[Lines of data]
════

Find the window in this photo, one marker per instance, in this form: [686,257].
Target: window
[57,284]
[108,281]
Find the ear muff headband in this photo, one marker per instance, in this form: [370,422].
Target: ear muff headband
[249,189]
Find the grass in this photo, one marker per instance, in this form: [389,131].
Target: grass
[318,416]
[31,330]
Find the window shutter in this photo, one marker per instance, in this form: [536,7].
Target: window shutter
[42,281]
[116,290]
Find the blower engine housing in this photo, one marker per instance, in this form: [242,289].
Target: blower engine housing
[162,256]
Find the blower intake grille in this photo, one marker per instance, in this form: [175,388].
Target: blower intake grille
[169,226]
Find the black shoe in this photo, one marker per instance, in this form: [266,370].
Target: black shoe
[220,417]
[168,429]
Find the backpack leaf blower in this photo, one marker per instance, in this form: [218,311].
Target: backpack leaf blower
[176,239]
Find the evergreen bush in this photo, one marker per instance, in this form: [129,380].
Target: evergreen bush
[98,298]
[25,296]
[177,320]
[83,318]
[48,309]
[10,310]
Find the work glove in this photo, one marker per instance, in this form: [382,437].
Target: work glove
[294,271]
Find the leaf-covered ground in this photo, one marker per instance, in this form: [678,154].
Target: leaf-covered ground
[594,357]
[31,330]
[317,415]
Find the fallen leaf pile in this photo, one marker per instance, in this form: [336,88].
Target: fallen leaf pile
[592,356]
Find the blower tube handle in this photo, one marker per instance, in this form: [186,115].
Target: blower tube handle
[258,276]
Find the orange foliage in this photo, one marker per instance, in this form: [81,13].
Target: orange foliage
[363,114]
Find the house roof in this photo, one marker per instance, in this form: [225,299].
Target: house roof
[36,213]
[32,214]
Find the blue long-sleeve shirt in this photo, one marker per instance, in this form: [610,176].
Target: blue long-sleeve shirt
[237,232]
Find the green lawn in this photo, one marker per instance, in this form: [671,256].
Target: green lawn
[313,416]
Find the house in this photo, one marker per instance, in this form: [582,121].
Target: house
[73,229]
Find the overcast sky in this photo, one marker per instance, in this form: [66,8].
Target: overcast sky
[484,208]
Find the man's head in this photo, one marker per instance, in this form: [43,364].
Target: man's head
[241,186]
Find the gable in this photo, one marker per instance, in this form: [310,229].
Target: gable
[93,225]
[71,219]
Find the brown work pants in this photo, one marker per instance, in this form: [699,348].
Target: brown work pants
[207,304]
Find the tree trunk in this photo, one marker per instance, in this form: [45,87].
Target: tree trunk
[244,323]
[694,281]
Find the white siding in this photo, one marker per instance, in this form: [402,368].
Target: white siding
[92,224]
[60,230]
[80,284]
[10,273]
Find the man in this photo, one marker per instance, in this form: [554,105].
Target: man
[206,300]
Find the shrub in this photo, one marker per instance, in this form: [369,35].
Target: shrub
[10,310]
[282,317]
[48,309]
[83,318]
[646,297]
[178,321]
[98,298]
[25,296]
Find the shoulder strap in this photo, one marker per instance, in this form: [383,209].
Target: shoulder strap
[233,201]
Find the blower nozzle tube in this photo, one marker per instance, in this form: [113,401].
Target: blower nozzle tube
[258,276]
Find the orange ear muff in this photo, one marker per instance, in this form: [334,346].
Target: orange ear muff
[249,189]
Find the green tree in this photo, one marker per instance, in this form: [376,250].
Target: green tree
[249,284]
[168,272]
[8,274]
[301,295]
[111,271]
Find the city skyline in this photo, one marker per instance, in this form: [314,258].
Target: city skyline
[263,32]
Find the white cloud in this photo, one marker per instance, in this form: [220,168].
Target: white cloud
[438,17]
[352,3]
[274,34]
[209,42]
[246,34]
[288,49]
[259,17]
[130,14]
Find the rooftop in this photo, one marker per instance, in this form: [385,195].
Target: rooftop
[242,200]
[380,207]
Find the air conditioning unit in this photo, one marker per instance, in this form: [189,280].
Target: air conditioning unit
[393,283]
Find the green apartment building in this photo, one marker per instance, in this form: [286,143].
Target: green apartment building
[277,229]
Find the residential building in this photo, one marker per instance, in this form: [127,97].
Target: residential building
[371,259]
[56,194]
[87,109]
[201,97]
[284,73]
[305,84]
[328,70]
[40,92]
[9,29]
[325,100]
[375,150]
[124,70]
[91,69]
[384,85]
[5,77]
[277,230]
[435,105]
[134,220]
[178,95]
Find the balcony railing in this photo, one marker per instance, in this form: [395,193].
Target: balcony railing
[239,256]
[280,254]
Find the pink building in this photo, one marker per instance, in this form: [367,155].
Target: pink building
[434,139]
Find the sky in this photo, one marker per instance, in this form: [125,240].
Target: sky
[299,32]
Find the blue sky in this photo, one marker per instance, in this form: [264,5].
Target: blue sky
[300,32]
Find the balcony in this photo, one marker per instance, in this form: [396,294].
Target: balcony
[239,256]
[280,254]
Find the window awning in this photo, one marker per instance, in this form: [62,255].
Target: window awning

════

TASK TO COMPLETE:
Output exactly the lines above, from the one holding "Find the white cloud" through the end of the data, including the first and last.

THE ANSWER:
Find the white cloud in this photo, one marker per instance, in this form: [220,168].
Target: white cloud
[438,17]
[352,3]
[274,34]
[209,42]
[246,34]
[288,49]
[259,17]
[130,14]
Find the rooftop in this photo, one marker per instance, in this form: [385,195].
Target: rooftop
[242,200]
[380,207]
Find the air conditioning unit in this photo, one marker per instance, in this form: [189,280].
Target: air conditioning unit
[393,283]
Find the green apartment building in this photo, one marker per instance, in this form: [286,143].
Target: green apartment building
[277,229]
Find the residential building in this photo, one marker per instance, in this form: [127,97].
Target: residential building
[371,259]
[56,194]
[87,109]
[201,97]
[284,73]
[305,84]
[328,70]
[40,92]
[9,29]
[325,100]
[375,150]
[124,70]
[91,69]
[384,85]
[5,77]
[277,230]
[435,105]
[134,220]
[178,95]
Find the balcony railing in this photo, one marker per instance, in this form: [395,193].
Target: balcony railing
[239,256]
[280,254]
Find the pink building in this photo, one marker per instance, in this form: [367,155].
Target: pink building
[434,139]
Find the sky in this photo, one marker per instance, in this form: [125,240].
Target: sky
[299,32]
Find the blue sky in this photo, one marker per instance, in this form: [264,5].
Target: blue sky
[300,32]
Find the balcony in this photo, one marker per instance, in this form: [396,294].
Target: balcony
[239,256]
[280,254]
Find the window awning in this photo, one marker per instance, in this form: [62,255].
Target: window awning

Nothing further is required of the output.